# Records for this exercise:
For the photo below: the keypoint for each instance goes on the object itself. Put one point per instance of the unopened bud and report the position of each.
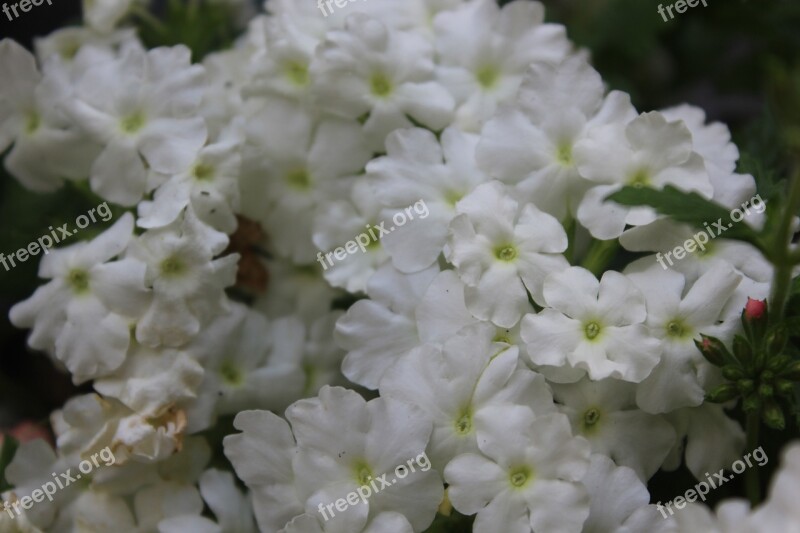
(713, 350)
(723, 393)
(773, 415)
(751, 403)
(755, 309)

# What you are asked to do:
Retype every entry word for word, but do not carry over the pictures.

# Response for this exercise:
For the photo below: the keypoint for each instance goes on the object itself. Put one point per instance of the unopened bud and report the position of each.
(713, 350)
(723, 393)
(773, 415)
(751, 403)
(755, 309)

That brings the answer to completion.